→ **EXERCISE REQUIREMENTS**: Edit the material below so that "juvenile bird" becomes "young bird" at each occurrence, keeping every other line as it is.

::::::

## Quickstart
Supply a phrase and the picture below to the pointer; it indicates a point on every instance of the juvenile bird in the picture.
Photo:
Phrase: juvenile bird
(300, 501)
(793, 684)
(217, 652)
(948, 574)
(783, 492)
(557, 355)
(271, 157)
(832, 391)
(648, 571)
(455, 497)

::::::

→ **RESPONSE BELOW**:
## Quickstart
Supply a phrase and the picture below to the pointer; it indicates a point on every instance of the young bird in the picture.
Photo:
Phrase: young bird
(300, 501)
(793, 684)
(217, 652)
(948, 574)
(783, 492)
(557, 355)
(271, 157)
(832, 391)
(648, 571)
(455, 497)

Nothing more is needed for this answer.